> [GOAL OF THE EXERCISE]:
The answer must consist of every line from the entries that holds the word "below".

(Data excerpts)
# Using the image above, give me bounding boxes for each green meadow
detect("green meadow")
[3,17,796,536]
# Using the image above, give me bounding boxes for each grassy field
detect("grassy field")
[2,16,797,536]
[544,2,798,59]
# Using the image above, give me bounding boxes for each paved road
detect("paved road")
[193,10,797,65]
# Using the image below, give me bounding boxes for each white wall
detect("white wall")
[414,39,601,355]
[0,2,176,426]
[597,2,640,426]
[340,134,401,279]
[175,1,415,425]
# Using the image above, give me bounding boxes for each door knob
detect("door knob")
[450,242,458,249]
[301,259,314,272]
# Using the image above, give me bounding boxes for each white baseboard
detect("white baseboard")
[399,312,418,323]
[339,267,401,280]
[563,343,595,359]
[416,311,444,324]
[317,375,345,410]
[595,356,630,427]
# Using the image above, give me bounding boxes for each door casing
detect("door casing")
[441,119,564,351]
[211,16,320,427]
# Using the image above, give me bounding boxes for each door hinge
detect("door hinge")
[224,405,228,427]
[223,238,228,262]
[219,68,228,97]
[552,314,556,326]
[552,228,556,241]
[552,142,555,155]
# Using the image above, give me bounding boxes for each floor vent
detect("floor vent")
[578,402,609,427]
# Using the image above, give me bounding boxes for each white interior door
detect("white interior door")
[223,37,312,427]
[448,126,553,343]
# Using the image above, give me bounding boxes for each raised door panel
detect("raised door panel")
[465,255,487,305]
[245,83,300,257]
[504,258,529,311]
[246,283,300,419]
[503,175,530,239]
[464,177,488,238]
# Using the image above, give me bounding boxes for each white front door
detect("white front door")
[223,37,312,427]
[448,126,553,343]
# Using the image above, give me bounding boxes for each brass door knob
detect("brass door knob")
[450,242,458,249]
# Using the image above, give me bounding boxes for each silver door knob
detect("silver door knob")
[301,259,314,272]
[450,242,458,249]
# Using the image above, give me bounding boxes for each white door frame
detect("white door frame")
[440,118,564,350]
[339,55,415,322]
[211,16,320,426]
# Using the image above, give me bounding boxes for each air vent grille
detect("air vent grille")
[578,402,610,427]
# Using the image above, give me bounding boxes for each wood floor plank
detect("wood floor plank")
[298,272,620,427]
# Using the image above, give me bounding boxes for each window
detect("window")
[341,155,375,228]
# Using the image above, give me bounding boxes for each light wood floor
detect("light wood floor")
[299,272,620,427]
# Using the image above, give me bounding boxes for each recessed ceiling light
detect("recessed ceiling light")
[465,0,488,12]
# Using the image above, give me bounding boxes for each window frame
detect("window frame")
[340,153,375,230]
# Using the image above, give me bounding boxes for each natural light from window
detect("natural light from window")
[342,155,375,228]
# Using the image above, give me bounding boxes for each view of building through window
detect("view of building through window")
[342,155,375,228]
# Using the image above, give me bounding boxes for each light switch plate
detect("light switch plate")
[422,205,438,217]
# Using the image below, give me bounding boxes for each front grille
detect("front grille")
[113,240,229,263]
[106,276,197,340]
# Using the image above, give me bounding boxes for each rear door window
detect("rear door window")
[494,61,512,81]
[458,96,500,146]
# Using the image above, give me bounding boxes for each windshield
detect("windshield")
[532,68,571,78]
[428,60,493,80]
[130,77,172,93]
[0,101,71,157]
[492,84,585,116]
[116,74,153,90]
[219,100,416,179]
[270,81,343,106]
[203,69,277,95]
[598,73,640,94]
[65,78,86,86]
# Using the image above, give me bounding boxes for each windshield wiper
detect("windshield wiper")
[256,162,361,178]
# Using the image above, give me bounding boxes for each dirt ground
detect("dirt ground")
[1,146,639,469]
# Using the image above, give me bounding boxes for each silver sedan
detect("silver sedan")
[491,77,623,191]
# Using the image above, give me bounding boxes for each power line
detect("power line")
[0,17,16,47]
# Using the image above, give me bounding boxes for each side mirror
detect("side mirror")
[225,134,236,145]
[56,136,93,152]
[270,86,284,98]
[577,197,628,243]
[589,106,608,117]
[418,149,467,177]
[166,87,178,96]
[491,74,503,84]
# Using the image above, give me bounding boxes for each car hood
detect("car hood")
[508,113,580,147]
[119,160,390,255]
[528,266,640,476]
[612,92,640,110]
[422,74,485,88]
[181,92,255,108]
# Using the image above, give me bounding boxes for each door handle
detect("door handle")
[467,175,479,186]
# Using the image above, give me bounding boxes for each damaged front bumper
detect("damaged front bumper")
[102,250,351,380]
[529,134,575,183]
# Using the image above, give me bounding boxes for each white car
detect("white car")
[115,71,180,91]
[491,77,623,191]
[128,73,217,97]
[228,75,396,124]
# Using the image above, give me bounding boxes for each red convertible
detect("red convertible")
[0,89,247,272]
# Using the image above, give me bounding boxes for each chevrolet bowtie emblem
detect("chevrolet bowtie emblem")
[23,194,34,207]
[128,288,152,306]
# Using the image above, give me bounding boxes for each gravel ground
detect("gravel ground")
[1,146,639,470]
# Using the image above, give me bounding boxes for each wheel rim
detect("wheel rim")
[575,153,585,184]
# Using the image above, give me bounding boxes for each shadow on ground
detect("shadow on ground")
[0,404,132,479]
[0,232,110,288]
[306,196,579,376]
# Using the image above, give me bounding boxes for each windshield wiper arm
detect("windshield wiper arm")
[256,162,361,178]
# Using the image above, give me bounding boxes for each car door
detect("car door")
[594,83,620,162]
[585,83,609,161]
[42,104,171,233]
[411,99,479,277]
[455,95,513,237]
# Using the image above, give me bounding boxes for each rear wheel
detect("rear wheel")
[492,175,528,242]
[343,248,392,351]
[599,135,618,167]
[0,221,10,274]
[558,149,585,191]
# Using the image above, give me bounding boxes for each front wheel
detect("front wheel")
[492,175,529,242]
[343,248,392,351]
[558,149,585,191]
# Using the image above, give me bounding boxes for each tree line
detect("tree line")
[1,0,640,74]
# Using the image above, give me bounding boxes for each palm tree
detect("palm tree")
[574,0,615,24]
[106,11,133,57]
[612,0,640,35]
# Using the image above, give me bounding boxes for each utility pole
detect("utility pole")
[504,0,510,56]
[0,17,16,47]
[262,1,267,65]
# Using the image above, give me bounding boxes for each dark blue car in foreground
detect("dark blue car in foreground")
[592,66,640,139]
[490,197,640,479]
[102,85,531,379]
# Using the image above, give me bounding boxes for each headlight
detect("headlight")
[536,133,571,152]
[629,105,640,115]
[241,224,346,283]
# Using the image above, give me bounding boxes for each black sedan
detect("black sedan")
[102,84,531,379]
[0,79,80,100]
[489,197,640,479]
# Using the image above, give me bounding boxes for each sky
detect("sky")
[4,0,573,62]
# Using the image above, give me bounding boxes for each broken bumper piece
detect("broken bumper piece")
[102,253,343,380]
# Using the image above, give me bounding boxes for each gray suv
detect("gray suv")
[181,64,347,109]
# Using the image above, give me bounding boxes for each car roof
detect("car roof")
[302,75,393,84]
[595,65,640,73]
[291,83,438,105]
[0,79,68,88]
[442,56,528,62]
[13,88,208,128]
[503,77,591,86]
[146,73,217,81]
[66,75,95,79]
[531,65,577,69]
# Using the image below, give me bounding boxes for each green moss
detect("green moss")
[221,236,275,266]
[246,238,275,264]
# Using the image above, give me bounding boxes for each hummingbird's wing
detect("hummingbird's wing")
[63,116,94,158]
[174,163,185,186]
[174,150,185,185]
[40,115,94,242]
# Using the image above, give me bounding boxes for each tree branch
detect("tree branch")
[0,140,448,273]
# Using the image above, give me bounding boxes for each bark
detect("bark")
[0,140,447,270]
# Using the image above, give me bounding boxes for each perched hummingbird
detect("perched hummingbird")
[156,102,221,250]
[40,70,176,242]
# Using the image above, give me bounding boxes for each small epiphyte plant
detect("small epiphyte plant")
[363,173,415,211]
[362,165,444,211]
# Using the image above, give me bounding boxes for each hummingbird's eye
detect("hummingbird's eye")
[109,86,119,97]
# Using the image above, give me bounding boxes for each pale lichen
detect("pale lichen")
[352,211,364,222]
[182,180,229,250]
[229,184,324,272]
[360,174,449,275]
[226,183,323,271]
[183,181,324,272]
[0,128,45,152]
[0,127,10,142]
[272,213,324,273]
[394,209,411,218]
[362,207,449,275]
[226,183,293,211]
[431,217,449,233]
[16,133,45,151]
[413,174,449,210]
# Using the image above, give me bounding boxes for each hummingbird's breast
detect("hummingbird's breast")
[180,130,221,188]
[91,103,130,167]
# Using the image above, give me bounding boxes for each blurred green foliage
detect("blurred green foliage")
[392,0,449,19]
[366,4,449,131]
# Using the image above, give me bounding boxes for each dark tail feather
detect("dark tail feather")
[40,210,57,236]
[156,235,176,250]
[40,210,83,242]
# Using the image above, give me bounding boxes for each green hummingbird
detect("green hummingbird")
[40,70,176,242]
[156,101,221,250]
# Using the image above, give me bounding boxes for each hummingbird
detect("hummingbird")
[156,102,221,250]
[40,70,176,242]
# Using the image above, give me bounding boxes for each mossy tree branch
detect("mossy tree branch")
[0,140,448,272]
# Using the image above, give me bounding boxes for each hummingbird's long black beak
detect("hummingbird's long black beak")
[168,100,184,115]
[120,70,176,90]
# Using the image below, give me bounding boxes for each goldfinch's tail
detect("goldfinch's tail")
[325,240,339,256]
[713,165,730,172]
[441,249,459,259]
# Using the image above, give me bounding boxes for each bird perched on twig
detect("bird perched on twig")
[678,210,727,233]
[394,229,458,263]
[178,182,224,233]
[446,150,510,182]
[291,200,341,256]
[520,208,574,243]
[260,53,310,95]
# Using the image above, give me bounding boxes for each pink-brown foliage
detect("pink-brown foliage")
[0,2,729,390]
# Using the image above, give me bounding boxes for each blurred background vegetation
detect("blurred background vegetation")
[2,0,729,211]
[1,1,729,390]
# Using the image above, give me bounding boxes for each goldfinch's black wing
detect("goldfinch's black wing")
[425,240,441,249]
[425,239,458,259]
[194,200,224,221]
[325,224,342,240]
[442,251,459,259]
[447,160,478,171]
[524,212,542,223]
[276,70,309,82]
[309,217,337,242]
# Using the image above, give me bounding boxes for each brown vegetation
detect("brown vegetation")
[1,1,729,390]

> [WRITTEN SOLUTION]:
# Using the image below, give me bounding boxes for each white wall
# Using the image below, give me bounding boxes for each front grille
# Using the image below, give me bounding boxes for each green moss
# Using the image below, give me bounding boxes for each goldfinch's tail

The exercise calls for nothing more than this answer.